Exercises to complete =
A – List every people or ethnic group named in the forum post below about the Vandals.
B – According to the forum post below about the Vandals, between which years was "De administrando imperio" compiled?
C – Carry on the forum post below about the Vandals from its last sentence.

Given passage =
# Who are the ancient Vandals? Slavic people!



## P.O.W (Jan 4, 2022)

According to the version of history accepted by the official historical community and which is usually called the official one - from the 8th century, in the writings of Western European chroniclers, the name of the disappeared vandals was transferred to the Western Slavs - the Wends. European historians tried with all their might to substantiate the fallacy of the fact that medieval vandals-Slavs are ancient and early medieval vandals. The same Slavophobic historians cite the Alaman annals, in which it is indicated that the Avars were called vandals.





Having opened the historical and geographical treatise of Constantine the Seventh Porphyrogenitus - "De administrando imperio", compiled between the 948th and 952nd years, we find information about the medieval Avars.

"When they crossed, they found the Slavs, who are also called Avars. The people are unarmed."

Items =
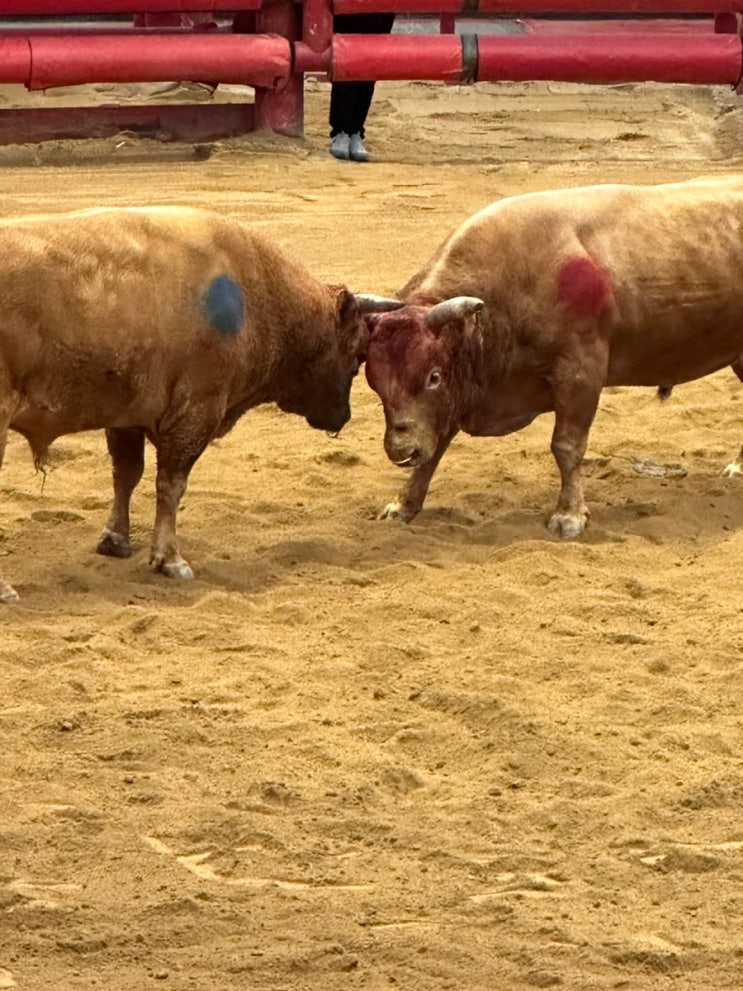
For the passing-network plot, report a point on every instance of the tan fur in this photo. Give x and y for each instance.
(665, 306)
(103, 325)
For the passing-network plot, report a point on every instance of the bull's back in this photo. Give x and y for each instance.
(670, 257)
(101, 311)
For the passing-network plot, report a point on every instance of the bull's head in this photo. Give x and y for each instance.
(418, 362)
(324, 394)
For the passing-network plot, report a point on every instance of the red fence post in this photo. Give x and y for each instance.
(282, 109)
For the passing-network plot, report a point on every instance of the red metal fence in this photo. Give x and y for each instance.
(271, 44)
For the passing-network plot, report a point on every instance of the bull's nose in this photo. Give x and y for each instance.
(402, 428)
(402, 454)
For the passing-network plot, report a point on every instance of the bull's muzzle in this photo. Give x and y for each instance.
(403, 446)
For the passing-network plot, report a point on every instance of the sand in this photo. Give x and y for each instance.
(354, 754)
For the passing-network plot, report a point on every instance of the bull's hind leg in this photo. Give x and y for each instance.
(576, 393)
(176, 457)
(126, 447)
(7, 592)
(736, 465)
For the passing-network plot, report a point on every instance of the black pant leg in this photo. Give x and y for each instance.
(350, 101)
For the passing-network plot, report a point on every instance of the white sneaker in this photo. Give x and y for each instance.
(339, 146)
(356, 150)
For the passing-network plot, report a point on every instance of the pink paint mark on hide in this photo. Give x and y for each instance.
(583, 286)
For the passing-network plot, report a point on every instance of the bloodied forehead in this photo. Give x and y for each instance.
(403, 349)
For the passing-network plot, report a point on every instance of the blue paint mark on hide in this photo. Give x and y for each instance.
(224, 305)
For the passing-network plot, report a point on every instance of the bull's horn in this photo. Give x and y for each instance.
(369, 303)
(451, 309)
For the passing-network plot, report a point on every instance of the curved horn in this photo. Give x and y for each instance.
(455, 308)
(369, 303)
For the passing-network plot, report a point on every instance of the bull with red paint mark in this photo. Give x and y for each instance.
(538, 302)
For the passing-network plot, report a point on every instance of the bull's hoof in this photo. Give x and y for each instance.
(395, 511)
(8, 594)
(567, 526)
(172, 569)
(113, 545)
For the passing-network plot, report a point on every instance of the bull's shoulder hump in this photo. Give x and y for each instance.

In response =
A – Vandals, Slavs (including the Western Slavs, who are also called the Wends), and Avars

B – It was compiled between 948 and 952.

C –
According to genuine medieval information, the Avar-vandals and the Slav-vandals are one and the same people, the Slavs. Unfortunately, the eyes and ears of Slavophobic historians are closed, so you can find the true history only from those who work with primary sources.

Medieval English encyclopedist - Bartholomeus Anglicus, between 1242 and 1247 compiled - "De proprietatibus rerum". In the description of "Slavia", he reports.

"Slavia is a part of Moesia with many regions. For the Slavs are Bohemians, Poles, Methanes, Vandals, Ruthenes, Dalmatians, and Carinthias."




The Flemish Franciscan monk and diplomat, Guillaume de Rubruck, completed a report on his mission to the Mongol Empire in 1253 and presented it to King Louis IX of France. He informs.
"The language of the Ruthens, and Poles, and Bohemians, and Slavs, is one and the same with the language of the Vandals, whose detachment was together with the Huns."




Swiss scientist - Konrad Gasner, in 1555 published a treatise - "Mithridates". On the basis of medieval Italian and Germanic chronicles, he reports.
"Vandals, Suevi, and Burgundians belonged to the Kingdom of Poland. They received names from their places of residence, and the language used was Polish. However, they were Germans, not Sarmatians or Scythians."





Between 1148 and 1152, the Saxon chronicler of Nienburg Abbey compiled a chronicle covering the events from 741 to 1142. He informs.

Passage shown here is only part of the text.